_GIVEN RECORDS_.

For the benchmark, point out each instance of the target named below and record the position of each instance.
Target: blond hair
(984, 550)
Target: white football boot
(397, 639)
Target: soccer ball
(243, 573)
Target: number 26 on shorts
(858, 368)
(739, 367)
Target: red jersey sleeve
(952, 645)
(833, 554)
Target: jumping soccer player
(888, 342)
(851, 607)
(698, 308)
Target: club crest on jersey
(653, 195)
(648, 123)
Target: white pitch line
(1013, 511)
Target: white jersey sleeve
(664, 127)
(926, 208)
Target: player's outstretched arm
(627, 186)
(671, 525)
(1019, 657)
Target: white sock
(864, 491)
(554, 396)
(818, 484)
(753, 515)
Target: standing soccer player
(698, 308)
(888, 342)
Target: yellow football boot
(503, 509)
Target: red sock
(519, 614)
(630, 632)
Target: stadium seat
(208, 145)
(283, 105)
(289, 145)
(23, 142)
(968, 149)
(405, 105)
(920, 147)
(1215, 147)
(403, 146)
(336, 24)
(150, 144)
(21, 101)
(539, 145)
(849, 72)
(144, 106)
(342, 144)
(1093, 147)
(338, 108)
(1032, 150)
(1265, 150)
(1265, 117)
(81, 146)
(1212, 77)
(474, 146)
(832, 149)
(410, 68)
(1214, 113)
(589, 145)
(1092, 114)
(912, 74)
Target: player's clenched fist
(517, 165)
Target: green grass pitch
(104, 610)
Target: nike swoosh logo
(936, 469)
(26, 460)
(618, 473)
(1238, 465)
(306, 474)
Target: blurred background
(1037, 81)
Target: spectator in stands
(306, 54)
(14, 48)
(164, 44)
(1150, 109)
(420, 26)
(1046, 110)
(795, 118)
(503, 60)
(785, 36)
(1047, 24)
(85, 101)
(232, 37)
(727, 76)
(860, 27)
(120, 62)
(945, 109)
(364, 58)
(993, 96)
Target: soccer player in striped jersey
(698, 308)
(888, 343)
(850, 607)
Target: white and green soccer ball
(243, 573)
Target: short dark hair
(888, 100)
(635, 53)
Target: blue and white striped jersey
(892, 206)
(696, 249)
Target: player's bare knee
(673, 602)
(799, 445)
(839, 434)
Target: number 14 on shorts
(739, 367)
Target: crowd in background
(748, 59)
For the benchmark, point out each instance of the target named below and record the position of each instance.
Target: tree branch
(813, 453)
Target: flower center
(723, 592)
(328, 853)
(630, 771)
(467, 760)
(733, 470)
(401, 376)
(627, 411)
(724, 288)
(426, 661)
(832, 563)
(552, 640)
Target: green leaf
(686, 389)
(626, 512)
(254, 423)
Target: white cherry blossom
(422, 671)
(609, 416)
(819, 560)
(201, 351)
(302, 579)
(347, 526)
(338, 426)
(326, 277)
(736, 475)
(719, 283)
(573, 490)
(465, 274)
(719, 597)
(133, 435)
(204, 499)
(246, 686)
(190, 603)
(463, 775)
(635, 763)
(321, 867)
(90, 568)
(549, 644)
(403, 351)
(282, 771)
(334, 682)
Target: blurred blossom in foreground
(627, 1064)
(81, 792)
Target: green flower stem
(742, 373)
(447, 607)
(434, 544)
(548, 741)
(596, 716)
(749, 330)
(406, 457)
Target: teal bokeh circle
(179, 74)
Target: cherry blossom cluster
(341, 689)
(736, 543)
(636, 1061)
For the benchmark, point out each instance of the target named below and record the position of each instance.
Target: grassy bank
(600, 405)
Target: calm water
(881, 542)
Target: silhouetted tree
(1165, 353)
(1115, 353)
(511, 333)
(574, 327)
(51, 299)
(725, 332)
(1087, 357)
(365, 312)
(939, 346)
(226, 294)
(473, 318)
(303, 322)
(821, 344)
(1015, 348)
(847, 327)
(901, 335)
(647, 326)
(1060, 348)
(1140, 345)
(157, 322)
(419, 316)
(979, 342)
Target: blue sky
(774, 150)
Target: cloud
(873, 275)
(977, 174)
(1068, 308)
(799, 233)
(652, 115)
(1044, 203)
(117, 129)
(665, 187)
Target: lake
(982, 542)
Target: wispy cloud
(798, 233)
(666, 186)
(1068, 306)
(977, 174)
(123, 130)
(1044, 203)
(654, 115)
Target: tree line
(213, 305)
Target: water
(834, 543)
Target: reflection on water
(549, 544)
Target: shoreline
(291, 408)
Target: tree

_WHAT IS REQUIRED_. Copy out exactly the lines from the line with "Target: blue sky" to the end of the listing, including both of those lines, and give nothing else.

_TASK ANSWER_.
Target: blue sky
(774, 150)
Target: cloud
(873, 275)
(977, 174)
(1068, 308)
(799, 233)
(652, 115)
(1044, 203)
(117, 129)
(665, 187)
Target: lake
(982, 542)
Target: wispy cloud
(798, 233)
(666, 186)
(1068, 306)
(977, 174)
(123, 130)
(1044, 203)
(654, 115)
Target: tree line
(213, 305)
Target: water
(834, 543)
Target: reflection on water
(549, 544)
Target: shoreline
(291, 408)
Target: tree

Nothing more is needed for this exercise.